[Natural language region descriptions]
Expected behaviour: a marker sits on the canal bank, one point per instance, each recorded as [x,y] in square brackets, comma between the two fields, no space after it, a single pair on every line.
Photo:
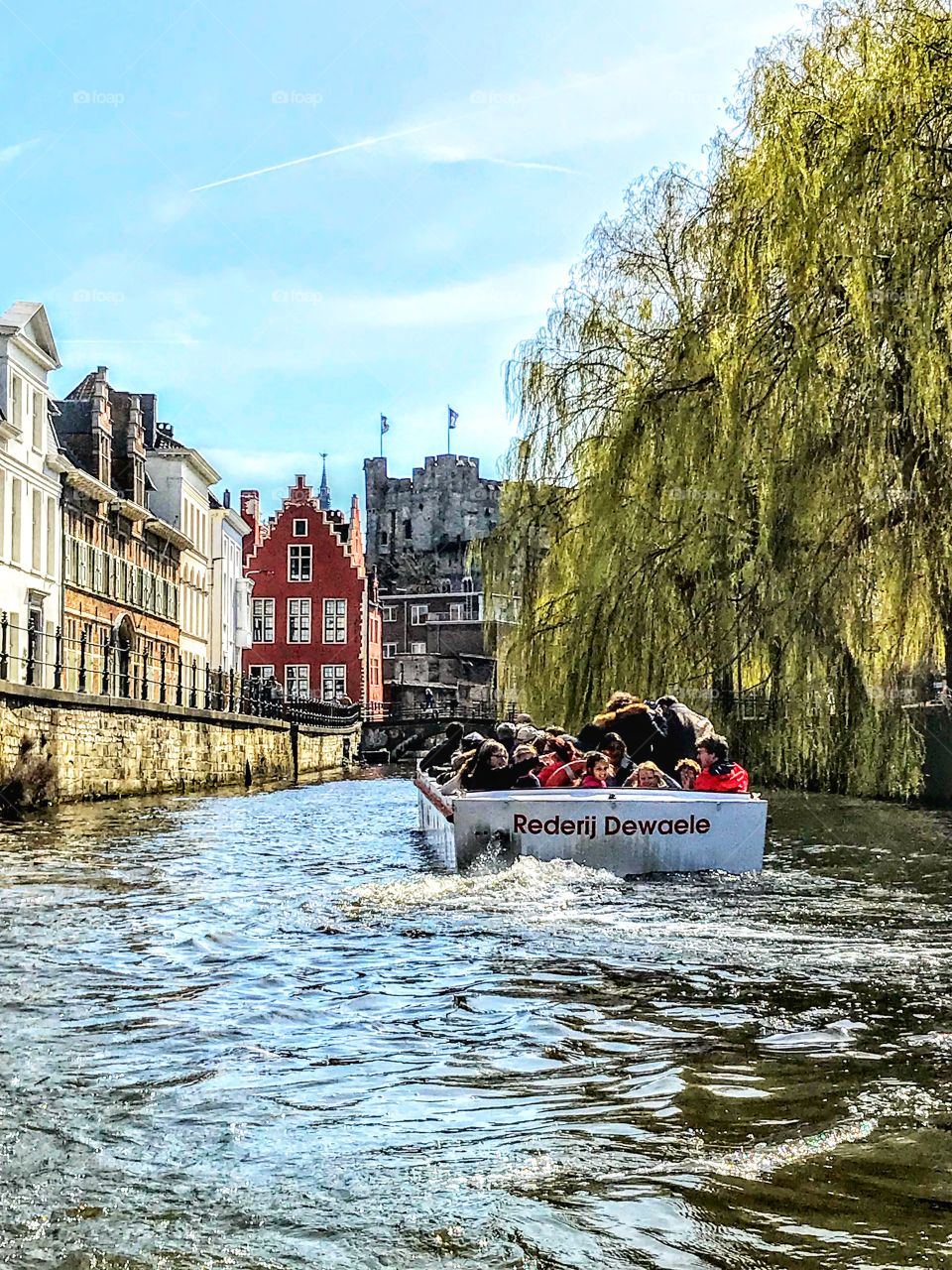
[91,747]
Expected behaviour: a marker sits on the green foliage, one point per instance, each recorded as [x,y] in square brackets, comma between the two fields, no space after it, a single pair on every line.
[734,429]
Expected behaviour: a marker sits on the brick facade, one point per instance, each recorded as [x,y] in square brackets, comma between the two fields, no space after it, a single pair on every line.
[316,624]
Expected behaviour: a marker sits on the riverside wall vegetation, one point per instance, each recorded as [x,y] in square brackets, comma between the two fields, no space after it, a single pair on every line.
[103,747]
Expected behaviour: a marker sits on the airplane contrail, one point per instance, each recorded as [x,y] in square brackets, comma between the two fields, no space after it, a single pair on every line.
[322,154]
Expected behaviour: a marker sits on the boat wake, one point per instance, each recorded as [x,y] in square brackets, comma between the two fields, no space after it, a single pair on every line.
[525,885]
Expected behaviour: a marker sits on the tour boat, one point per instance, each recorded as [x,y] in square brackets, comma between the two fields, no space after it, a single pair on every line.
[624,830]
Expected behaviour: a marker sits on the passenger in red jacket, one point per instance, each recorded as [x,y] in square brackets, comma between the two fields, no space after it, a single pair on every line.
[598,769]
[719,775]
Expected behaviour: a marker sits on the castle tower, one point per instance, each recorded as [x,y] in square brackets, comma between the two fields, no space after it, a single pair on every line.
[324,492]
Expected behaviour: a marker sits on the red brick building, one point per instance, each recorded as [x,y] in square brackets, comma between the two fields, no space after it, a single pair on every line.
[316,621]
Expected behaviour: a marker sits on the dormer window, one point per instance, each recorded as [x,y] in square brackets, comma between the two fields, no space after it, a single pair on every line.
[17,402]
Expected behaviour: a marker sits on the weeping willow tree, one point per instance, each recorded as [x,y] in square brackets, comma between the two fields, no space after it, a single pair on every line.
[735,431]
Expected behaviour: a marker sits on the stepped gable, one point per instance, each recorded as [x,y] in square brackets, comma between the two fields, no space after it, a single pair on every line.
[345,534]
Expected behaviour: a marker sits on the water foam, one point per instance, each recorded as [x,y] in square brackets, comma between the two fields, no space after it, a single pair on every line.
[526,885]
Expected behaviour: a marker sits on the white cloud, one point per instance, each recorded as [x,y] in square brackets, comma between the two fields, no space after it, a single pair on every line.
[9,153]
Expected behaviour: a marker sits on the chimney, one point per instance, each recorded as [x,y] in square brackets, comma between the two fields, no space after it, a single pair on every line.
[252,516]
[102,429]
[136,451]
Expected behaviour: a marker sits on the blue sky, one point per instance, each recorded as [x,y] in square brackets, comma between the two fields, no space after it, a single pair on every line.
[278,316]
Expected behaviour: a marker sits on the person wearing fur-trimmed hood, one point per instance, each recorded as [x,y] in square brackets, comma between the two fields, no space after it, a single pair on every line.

> [TASK INSTRUCTIONS]: Would you give the records again exactly, dropping the pictures?

> [EXERCISE SOLUTION]:
Expected behaviour: a marker sits on the canal bank, one point per instance, each recorded as [x,y] in square brackets, comma between the two fields, no space after it, a single pair on every line.
Photo:
[91,747]
Expected behaviour: a marker sits on the green foliage, one point per instance, each recorded as [x,y] in square brackets, comma between the two fields, no space after it, a single pair on every line.
[734,429]
Expected behaviour: a marker sits on the brick facade, one point per instance, each recorded as [x,y] in square brackets, comma between the two fields, no space after it, a single pair on every line.
[316,624]
Expected behaviour: a marker sits on the riverside wall vegetation, one point per instance, each recorded as [x,y] in square brackets, comma between the two fields, no space after it, a single pair on every line.
[103,747]
Expected behaviour: a marker sits on the airplane contrail, one point per instance, each recorded as [x,y] in square brackets, comma between the two fields, no space after it, a single pair on every line.
[322,154]
Expected behaviour: a marker sits on the boat wake, one point per instance, each recorded as [x,y] in square brackets, comma between the two fields, no space after it, a single pair on every line.
[525,885]
Expected behaviour: a marker sits on the tour boat, one point per instance, each recorded as [x,y] in square brackets, comma between the two fields, no space after it, a single pair on every line.
[624,830]
Expected behaviour: a marker sits on the passenger in red jacket, one point per instance, each recorded as [x,y] in square brackets, comma between the two fields, no space after it, a single pair on every line.
[598,769]
[719,775]
Expected behaviour: a marker sits on the castle tower, one point per instance, each recorded as [x,y] in square brackets, comma between the two fields, no space after it, a single pair on every line.
[324,492]
Expected behaviour: a marker sits on the red brick building, one point per instance, each recorded as [x,y] in square brackets, comma between the two fields, no space after it, a single pair on every line.
[316,621]
Expected behaviour: a marker sits on the dormer window, one point per instance, each recorded as [x,y] in square brackets, comma between the two fields, no space after it, a single pair on every line.
[17,402]
Expected behaviour: a marker sits on the weeping willow tree, one point per instance, each recorded as [x,y] in square brackets, comma between the two fields, no space after it, a single pair on every line.
[735,431]
Expected behaviour: a marker sits on the stepped gable, one point per instance, each recorded as [x,y] in square brackets, comma between the two fields, no space after it, a single pair on every line.
[345,534]
Expected behaviour: a marker sits on the water foam, one point per instance, each recorded as [x,y] in square brackets, comma between the two fields, no space after it, a single pair on every line.
[526,885]
Expected behaviour: a marker sits on the white cloud, one point per instance, each recorded as [x,y] in square brackets, comma between the two fields, no space after it, a single pair on every line.
[9,153]
Expected behaviour: a marker sits on the chimney, one point per instance, each recorded as [x,y] in square brackets, comma between the two fields, no space after it, a single pair on every line.
[252,516]
[102,429]
[136,451]
Expected behaviour: a marker sits on the blue sky, one point per instance, each recorded as [x,y] in square brackets, comma between the two fields, no space after it, a single pair on every line.
[278,316]
Expected behaviour: a marker sits on the person wearing fur-trimmed hood, one point per instance, each recorded as [x,y] in square brackets, comma between the two fields, no space after it, a single pair on every line.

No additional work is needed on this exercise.